WORK REQUIRED:
Copy out the listing in full, exactly as written, but not its pictures.

* start *

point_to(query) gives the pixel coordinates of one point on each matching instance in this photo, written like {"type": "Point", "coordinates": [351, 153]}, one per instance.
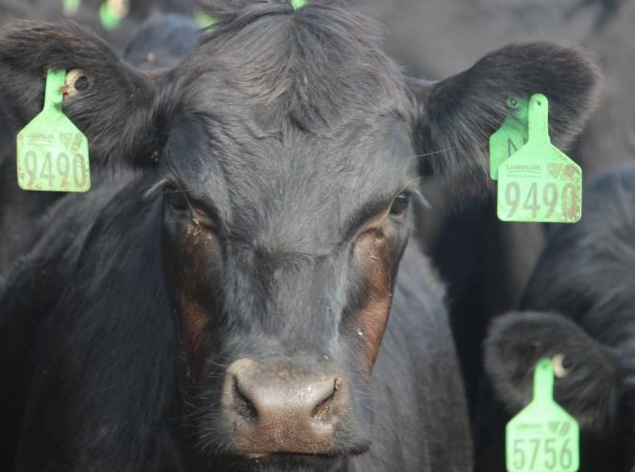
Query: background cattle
{"type": "Point", "coordinates": [485, 262]}
{"type": "Point", "coordinates": [150, 313]}
{"type": "Point", "coordinates": [158, 43]}
{"type": "Point", "coordinates": [578, 309]}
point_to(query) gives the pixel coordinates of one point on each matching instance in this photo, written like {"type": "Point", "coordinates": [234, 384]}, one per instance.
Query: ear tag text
{"type": "Point", "coordinates": [510, 137]}
{"type": "Point", "coordinates": [543, 437]}
{"type": "Point", "coordinates": [539, 183]}
{"type": "Point", "coordinates": [52, 154]}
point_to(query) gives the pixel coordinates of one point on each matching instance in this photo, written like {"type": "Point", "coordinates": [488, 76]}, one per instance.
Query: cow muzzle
{"type": "Point", "coordinates": [281, 408]}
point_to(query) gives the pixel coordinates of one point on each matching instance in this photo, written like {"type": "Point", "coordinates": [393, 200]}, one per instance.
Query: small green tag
{"type": "Point", "coordinates": [543, 436]}
{"type": "Point", "coordinates": [204, 19]}
{"type": "Point", "coordinates": [110, 19]}
{"type": "Point", "coordinates": [52, 154]}
{"type": "Point", "coordinates": [70, 7]}
{"type": "Point", "coordinates": [296, 4]}
{"type": "Point", "coordinates": [539, 183]}
{"type": "Point", "coordinates": [510, 137]}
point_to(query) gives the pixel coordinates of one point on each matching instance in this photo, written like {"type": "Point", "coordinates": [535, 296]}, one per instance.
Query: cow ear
{"type": "Point", "coordinates": [115, 104]}
{"type": "Point", "coordinates": [455, 117]}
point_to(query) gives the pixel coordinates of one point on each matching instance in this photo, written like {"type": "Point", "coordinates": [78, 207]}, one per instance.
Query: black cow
{"type": "Point", "coordinates": [160, 42]}
{"type": "Point", "coordinates": [223, 305]}
{"type": "Point", "coordinates": [578, 308]}
{"type": "Point", "coordinates": [485, 262]}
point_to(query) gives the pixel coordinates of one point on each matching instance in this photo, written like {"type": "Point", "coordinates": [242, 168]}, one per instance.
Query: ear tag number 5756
{"type": "Point", "coordinates": [539, 183]}
{"type": "Point", "coordinates": [52, 153]}
{"type": "Point", "coordinates": [543, 437]}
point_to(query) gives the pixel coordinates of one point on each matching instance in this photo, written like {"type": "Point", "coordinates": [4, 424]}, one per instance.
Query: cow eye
{"type": "Point", "coordinates": [175, 198]}
{"type": "Point", "coordinates": [400, 204]}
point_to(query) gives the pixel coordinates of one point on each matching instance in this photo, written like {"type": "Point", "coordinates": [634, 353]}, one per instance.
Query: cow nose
{"type": "Point", "coordinates": [276, 409]}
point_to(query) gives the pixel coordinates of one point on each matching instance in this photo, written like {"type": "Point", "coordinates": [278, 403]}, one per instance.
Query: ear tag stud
{"type": "Point", "coordinates": [510, 137]}
{"type": "Point", "coordinates": [539, 183]}
{"type": "Point", "coordinates": [543, 437]}
{"type": "Point", "coordinates": [52, 154]}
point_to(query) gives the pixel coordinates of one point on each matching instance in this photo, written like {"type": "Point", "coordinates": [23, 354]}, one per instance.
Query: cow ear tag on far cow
{"type": "Point", "coordinates": [543, 436]}
{"type": "Point", "coordinates": [112, 12]}
{"type": "Point", "coordinates": [52, 154]}
{"type": "Point", "coordinates": [510, 137]}
{"type": "Point", "coordinates": [539, 183]}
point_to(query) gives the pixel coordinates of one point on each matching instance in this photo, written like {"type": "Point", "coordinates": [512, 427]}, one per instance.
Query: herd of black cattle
{"type": "Point", "coordinates": [289, 259]}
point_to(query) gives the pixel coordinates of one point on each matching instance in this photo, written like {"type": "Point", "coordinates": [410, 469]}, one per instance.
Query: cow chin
{"type": "Point", "coordinates": [286, 463]}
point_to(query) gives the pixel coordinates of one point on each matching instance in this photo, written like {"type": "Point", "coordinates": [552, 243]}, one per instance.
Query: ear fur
{"type": "Point", "coordinates": [456, 116]}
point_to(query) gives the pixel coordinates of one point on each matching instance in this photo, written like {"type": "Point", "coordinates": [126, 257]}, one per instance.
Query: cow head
{"type": "Point", "coordinates": [290, 149]}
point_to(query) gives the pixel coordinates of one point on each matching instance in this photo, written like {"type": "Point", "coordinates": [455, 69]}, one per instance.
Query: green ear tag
{"type": "Point", "coordinates": [539, 183]}
{"type": "Point", "coordinates": [297, 4]}
{"type": "Point", "coordinates": [204, 19]}
{"type": "Point", "coordinates": [542, 437]}
{"type": "Point", "coordinates": [70, 7]}
{"type": "Point", "coordinates": [52, 153]}
{"type": "Point", "coordinates": [510, 137]}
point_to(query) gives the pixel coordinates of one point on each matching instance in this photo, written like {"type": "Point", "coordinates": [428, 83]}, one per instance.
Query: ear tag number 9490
{"type": "Point", "coordinates": [539, 183]}
{"type": "Point", "coordinates": [52, 153]}
{"type": "Point", "coordinates": [542, 437]}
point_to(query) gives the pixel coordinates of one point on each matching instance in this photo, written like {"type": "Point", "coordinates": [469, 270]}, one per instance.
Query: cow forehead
{"type": "Point", "coordinates": [291, 188]}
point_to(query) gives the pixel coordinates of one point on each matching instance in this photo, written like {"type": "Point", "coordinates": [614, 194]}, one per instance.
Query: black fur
{"type": "Point", "coordinates": [579, 302]}
{"type": "Point", "coordinates": [284, 133]}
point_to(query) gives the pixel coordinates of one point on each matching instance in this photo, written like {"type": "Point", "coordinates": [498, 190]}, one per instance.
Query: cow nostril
{"type": "Point", "coordinates": [323, 408]}
{"type": "Point", "coordinates": [244, 406]}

* end *

EXERCISE RESPONSE:
point_to(query) gives the pixel coordinates of one point on each matching instance in this photo, written like {"type": "Point", "coordinates": [351, 153]}, one per instance.
Query: background cattle
{"type": "Point", "coordinates": [485, 262]}
{"type": "Point", "coordinates": [150, 313]}
{"type": "Point", "coordinates": [158, 43]}
{"type": "Point", "coordinates": [578, 309]}
point_to(query) gives the pixel coordinates of one point on each matching instance in this photo, written like {"type": "Point", "coordinates": [234, 384]}, one per instance.
Query: ear tag text
{"type": "Point", "coordinates": [510, 137]}
{"type": "Point", "coordinates": [543, 437]}
{"type": "Point", "coordinates": [539, 183]}
{"type": "Point", "coordinates": [52, 154]}
point_to(query) gives the pixel coordinates of one point on each matching instance in this photo, written like {"type": "Point", "coordinates": [488, 76]}, one per instance.
Query: cow muzzle
{"type": "Point", "coordinates": [281, 408]}
point_to(query) gives the pixel coordinates of one point on each matching instance in this photo, written like {"type": "Point", "coordinates": [393, 200]}, one per instance.
Query: small green tag
{"type": "Point", "coordinates": [543, 436]}
{"type": "Point", "coordinates": [204, 19]}
{"type": "Point", "coordinates": [110, 19]}
{"type": "Point", "coordinates": [52, 154]}
{"type": "Point", "coordinates": [70, 7]}
{"type": "Point", "coordinates": [296, 4]}
{"type": "Point", "coordinates": [539, 183]}
{"type": "Point", "coordinates": [510, 137]}
point_to(query) gives the pixel coordinates of one point on each matching instance in this photo, written like {"type": "Point", "coordinates": [535, 296]}, one per instance.
Query: cow ear
{"type": "Point", "coordinates": [115, 104]}
{"type": "Point", "coordinates": [455, 117]}
point_to(query) gives the pixel coordinates of one point on each matching instance in this photo, written like {"type": "Point", "coordinates": [78, 207]}, one per instance.
Query: black cow
{"type": "Point", "coordinates": [160, 42]}
{"type": "Point", "coordinates": [223, 305]}
{"type": "Point", "coordinates": [578, 308]}
{"type": "Point", "coordinates": [485, 262]}
point_to(query) gives the pixel coordinates of one point on each matching instance in this photo, written like {"type": "Point", "coordinates": [242, 168]}, one per instance.
Query: ear tag number 5756
{"type": "Point", "coordinates": [539, 183]}
{"type": "Point", "coordinates": [52, 153]}
{"type": "Point", "coordinates": [543, 437]}
point_to(query) gives the pixel coordinates of one point on each matching instance in this photo, written like {"type": "Point", "coordinates": [4, 424]}, one per instance.
Query: cow eye
{"type": "Point", "coordinates": [175, 198]}
{"type": "Point", "coordinates": [400, 204]}
point_to(query) gives the pixel coordinates of one point on each matching instance in this photo, written like {"type": "Point", "coordinates": [634, 353]}, one per instance.
Query: cow nose
{"type": "Point", "coordinates": [276, 409]}
point_to(query) gives the pixel coordinates of one point on each matching instance in this photo, written like {"type": "Point", "coordinates": [278, 403]}, one per instance.
Query: ear tag stud
{"type": "Point", "coordinates": [510, 137]}
{"type": "Point", "coordinates": [539, 183]}
{"type": "Point", "coordinates": [543, 437]}
{"type": "Point", "coordinates": [52, 154]}
point_to(query) gives the pixel coordinates of one point on each matching instance in this photo, written like {"type": "Point", "coordinates": [23, 354]}, one per instance.
Query: cow ear tag on far cow
{"type": "Point", "coordinates": [543, 436]}
{"type": "Point", "coordinates": [112, 12]}
{"type": "Point", "coordinates": [52, 154]}
{"type": "Point", "coordinates": [510, 137]}
{"type": "Point", "coordinates": [539, 183]}
point_to(query) gives the pixel coordinates of one point on each matching instance in this photo, written like {"type": "Point", "coordinates": [512, 427]}, one per instance.
Query: herd of black cattle
{"type": "Point", "coordinates": [289, 259]}
point_to(query) gives the pixel coordinates of one point on each matching instance in this photo, written like {"type": "Point", "coordinates": [410, 469]}, one per instance.
Query: cow chin
{"type": "Point", "coordinates": [286, 463]}
point_to(query) gives the pixel coordinates of one point on each matching instance in this photo, written like {"type": "Point", "coordinates": [552, 243]}, one per instance.
Query: ear fur
{"type": "Point", "coordinates": [456, 116]}
point_to(query) gives the pixel coordinates of one point on each matching instance in this photo, written like {"type": "Point", "coordinates": [126, 257]}, one per instance.
Query: cow head
{"type": "Point", "coordinates": [290, 149]}
point_to(query) gives the pixel coordinates of one point on each matching instance in this photo, written like {"type": "Point", "coordinates": [455, 69]}, one per instance.
Query: green ear tag
{"type": "Point", "coordinates": [539, 183]}
{"type": "Point", "coordinates": [297, 4]}
{"type": "Point", "coordinates": [204, 19]}
{"type": "Point", "coordinates": [542, 437]}
{"type": "Point", "coordinates": [70, 7]}
{"type": "Point", "coordinates": [52, 153]}
{"type": "Point", "coordinates": [510, 137]}
point_to(query) gives the pixel coordinates of one point on each matching instance in this photo, written like {"type": "Point", "coordinates": [428, 83]}, one per instance.
Query: ear tag number 9490
{"type": "Point", "coordinates": [539, 183]}
{"type": "Point", "coordinates": [52, 153]}
{"type": "Point", "coordinates": [542, 437]}
point_to(query) gives the pixel coordinates of one point on each matching instance in this photo, written like {"type": "Point", "coordinates": [469, 270]}, one per instance.
Query: cow forehead
{"type": "Point", "coordinates": [291, 188]}
point_to(query) gives the pixel coordinates of one point on each matching instance in this photo, written like {"type": "Point", "coordinates": [614, 194]}, one per instance.
Query: black fur
{"type": "Point", "coordinates": [579, 302]}
{"type": "Point", "coordinates": [284, 133]}
point_to(query) gives the pixel coordinates of one point on each matching instance in this photo, written like {"type": "Point", "coordinates": [498, 190]}, one per instance.
Query: cow nostril
{"type": "Point", "coordinates": [323, 408]}
{"type": "Point", "coordinates": [244, 406]}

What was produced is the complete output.